WORK ITEM:
Make an exact copy of the records, leaving out the images.

INFORMATION GIVEN:

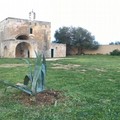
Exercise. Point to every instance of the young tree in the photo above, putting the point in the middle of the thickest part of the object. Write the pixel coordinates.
(76, 37)
(82, 39)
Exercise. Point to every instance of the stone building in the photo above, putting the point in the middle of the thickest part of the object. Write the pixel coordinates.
(22, 37)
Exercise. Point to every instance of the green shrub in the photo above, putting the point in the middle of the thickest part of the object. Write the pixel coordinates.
(115, 52)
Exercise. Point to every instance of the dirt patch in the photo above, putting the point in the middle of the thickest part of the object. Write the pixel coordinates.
(12, 65)
(47, 97)
(66, 67)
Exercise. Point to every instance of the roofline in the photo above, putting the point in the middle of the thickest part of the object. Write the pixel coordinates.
(24, 20)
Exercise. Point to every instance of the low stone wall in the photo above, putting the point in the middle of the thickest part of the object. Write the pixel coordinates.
(103, 49)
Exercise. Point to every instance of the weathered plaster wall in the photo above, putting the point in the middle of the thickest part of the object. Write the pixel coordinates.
(11, 28)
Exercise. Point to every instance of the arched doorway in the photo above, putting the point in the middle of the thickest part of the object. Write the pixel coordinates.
(23, 50)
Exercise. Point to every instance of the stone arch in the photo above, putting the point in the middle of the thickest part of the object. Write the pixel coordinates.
(23, 50)
(22, 37)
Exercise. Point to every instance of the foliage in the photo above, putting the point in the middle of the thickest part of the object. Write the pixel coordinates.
(115, 52)
(115, 43)
(34, 80)
(79, 38)
(92, 90)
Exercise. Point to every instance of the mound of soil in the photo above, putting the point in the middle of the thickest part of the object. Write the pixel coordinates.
(46, 97)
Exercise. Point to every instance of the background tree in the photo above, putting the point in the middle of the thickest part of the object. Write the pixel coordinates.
(63, 35)
(115, 43)
(76, 37)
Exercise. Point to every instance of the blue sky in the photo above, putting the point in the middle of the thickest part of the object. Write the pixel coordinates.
(100, 17)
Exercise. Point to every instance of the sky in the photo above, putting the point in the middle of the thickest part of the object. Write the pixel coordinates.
(100, 17)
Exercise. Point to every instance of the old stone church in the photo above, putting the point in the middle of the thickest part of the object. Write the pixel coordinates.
(22, 37)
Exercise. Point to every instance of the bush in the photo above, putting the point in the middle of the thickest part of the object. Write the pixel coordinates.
(115, 52)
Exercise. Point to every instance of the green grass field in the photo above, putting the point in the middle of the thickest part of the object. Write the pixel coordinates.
(90, 84)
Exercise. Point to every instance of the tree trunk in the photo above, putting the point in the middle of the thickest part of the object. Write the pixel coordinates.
(80, 51)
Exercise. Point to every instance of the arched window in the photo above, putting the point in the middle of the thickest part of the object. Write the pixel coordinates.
(31, 31)
(22, 37)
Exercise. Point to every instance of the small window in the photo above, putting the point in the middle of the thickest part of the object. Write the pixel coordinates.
(31, 30)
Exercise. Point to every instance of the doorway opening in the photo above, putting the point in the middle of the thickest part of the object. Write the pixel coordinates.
(23, 50)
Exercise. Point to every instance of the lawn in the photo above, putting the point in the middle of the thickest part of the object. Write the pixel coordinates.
(90, 87)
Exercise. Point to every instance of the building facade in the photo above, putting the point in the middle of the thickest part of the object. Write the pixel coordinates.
(22, 37)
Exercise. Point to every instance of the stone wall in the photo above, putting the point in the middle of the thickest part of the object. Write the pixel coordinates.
(103, 49)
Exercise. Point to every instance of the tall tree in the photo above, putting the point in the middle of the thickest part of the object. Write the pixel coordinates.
(82, 39)
(63, 35)
(76, 37)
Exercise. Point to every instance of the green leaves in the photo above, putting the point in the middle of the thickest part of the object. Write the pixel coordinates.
(34, 80)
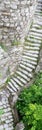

SOLUTION TO THIS TASK:
Exercise. Point to every instance of the young tree in the photo above, putting the point in the middle of the thickest part of the object. Write the pixel coordinates.
(76, 37)
(82, 39)
Exercise. Point to every instance of the stone building in the photo above, putting the point in the middle of the thickest part of the object. Write the pixel coordinates.
(22, 37)
Exercise. Point to every instance of the green shrub in the photo above, putting the point in the middle of the thickest part of the object. Write the pixel coordinates.
(115, 52)
Exercise. Point to every instance of the dirt patch in the photo above, putting the point in the middle of the thickest part of the object. Write the pixel coordinates.
(12, 65)
(47, 97)
(66, 67)
Exercise. Point to every instance of the roofline in the photo above, putting the point in the middle of the thickest part of the object. Write the pixel coordinates.
(24, 20)
Exercise. Point to every instance of the low stone wall in the photo above, putting the point in the middle of the thickest part of the object. Write the pixel coordinates.
(103, 49)
Exercise. Point to every instance of the weathered plaster wall in the photo above, putting the point in the middle of the thickest part of the object. Write the pixel coordinates.
(11, 28)
Exercise. Point to every instance of the arched doorway in the photo above, putting the point in the middle of the thickest part of the object. Write the pixel coordinates.
(23, 50)
Exercise. Point to every instance of the stone arch in the photo above, putting the point in the middle of the thickest part of the object. Write the pixel coordinates.
(23, 50)
(22, 37)
Exercise. Point to every instance of the foliage in the photo above, putting the point in the middle of the thickest part of the object. Write the pixel coordinates.
(115, 52)
(115, 43)
(34, 80)
(79, 38)
(92, 90)
Exercise. Point to every instance of the mound of soil in the photo above, putting the point in the middle of the thickest part of the object. Write the pixel coordinates.
(46, 97)
Exercise. Point to every instance of the background tree in the photo above, putting the point in the middle of the thickest part of the object. Write the pixel coordinates.
(63, 35)
(115, 43)
(76, 37)
Exercise. Point to every instance of the blue sky in the photo above, putting the point in the middle of the thickest part of the object. Write the pixel coordinates.
(100, 17)
Exercise. Point to every instance of the sky in the photo above, putting the point in the middle of the thickest part of the object. Write the pixel coordinates.
(100, 17)
Exercise. Point to every instance of the old stone church in the photo above, putting the point in the middle of the thickest part of the object. Write the pixel coordinates.
(22, 37)
Exercise. Point to every instance of the bush in the photo above, putting the point in the middle of the thickest part of the object. Write the pixel coordinates.
(115, 52)
Exercise. Point to every instance of the green grass field in the photo above, putting the point in the middle of the thickest part of the object. Write the pixel coordinates.
(90, 84)
Exercise. Point to every instance of the tree trunk in the photo above, putting the point in the middle of the thickest part of the object. Write the pixel coordinates.
(80, 51)
Exercise. Point to every instance of the arched window in the photo above, putting the point in the middle of the thickest part of the object. Write the pixel coordinates.
(31, 31)
(22, 37)
Exercise. Point to every instance of the small window in the photo above, putting the point in the middle of the thickest part of the object. Write the pixel coordinates.
(31, 30)
Exercise. Point to every instance of the doorway opening in the photo above, putting the point in the middle of the thickest part of the object. Write the pixel coordinates.
(23, 50)
Exercise. Point to every instance of the lawn in the photo above, putting the point in the middle of the thickest part of the object. Write the pixel coordinates.
(90, 87)
Exercise. Point to every instance of the building facade in the photo above, putting the point in the middle of the thickest part of the object. Write the pixel coordinates.
(22, 37)
Exercise. Point to every instance of the stone wall in the photo above, putting the point in the middle of the thickest part of the object. Write the pixel coordinates.
(103, 49)
Exercise. Point to every instance of the tall tree in the photo above, putting the point in the middle of the thickest part of the object. Write the pixel coordinates.
(82, 39)
(63, 35)
(76, 37)
Exercise. Point to every instance of the green leaves in the photo above, putting the point in the middle of the thickest part of the object. Write the pixel coordinates.
(34, 80)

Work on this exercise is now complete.